++++ Extracted entries ++++

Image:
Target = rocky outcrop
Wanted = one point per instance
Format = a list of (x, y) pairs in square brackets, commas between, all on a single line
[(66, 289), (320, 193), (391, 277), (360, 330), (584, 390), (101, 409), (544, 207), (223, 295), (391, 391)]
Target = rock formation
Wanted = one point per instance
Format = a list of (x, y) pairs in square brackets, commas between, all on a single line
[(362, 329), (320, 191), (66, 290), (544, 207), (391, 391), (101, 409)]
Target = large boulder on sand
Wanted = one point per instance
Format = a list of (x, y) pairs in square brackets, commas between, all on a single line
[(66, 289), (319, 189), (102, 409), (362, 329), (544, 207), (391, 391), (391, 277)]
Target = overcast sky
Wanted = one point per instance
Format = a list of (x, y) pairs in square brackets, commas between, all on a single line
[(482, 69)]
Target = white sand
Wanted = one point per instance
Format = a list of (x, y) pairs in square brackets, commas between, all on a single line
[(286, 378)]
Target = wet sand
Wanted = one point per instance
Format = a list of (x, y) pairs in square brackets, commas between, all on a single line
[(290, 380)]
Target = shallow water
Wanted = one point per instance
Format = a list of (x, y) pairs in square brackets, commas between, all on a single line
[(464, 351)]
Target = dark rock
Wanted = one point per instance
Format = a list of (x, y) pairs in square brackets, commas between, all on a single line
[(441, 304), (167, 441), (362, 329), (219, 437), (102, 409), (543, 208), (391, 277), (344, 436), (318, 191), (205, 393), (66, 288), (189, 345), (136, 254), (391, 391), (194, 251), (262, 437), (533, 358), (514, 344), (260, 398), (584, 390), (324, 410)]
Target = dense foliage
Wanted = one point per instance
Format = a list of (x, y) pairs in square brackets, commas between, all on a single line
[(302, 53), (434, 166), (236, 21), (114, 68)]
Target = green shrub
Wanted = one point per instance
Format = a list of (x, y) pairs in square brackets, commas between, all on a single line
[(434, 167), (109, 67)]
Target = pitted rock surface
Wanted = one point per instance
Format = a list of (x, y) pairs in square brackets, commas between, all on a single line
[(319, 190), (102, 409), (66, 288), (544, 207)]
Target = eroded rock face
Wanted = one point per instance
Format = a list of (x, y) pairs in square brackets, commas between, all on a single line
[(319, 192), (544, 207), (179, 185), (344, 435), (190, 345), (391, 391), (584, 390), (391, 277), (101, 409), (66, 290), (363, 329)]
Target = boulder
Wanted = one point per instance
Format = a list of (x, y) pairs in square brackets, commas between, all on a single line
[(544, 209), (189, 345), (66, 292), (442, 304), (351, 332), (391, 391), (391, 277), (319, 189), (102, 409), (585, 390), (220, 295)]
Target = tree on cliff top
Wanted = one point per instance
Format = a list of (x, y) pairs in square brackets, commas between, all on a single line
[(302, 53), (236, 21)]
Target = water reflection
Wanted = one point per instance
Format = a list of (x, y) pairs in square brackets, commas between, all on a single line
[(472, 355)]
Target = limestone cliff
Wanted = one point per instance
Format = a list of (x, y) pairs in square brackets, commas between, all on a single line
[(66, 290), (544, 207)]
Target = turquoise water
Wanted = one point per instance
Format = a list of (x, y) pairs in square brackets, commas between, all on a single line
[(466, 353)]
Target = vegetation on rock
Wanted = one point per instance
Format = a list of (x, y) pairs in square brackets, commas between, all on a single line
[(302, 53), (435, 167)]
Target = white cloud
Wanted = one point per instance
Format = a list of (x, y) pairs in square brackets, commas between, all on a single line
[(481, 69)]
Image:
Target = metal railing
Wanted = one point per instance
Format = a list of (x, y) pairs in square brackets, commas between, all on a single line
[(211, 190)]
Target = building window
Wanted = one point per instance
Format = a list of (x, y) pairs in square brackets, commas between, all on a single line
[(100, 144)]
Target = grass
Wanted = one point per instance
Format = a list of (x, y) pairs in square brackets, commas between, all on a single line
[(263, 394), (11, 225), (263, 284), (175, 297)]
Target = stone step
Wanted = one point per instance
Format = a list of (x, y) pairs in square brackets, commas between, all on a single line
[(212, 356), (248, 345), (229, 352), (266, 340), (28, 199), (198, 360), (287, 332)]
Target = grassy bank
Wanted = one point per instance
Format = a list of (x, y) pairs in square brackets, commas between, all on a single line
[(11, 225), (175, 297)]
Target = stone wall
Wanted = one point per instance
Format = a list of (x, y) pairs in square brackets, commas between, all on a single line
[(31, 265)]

++++

#### [Task goal]
Copy out every line of the material from its start through the line containing "391), (101, 409)]", and scale each coordinate in the answers by 0.95, rounding to whole numbers with halves rounded up. Leave all other lines unchanged, and give only the lines in that span.

#### [Solved problem]
Image:
Target = rocky outcrop
Wanted = one point per instance
Format = a list of (x, y) pairs in square brackets, commas between, all on a single line
[(63, 275), (304, 183), (371, 263), (342, 314), (555, 371), (96, 389), (517, 197), (212, 280), (371, 371)]
Target = rock formation
Wanted = one point per instance
Format = a list of (x, y) pairs in square brackets, commas between, all on a single line
[(344, 313), (304, 181), (63, 276), (517, 197), (371, 371), (96, 389)]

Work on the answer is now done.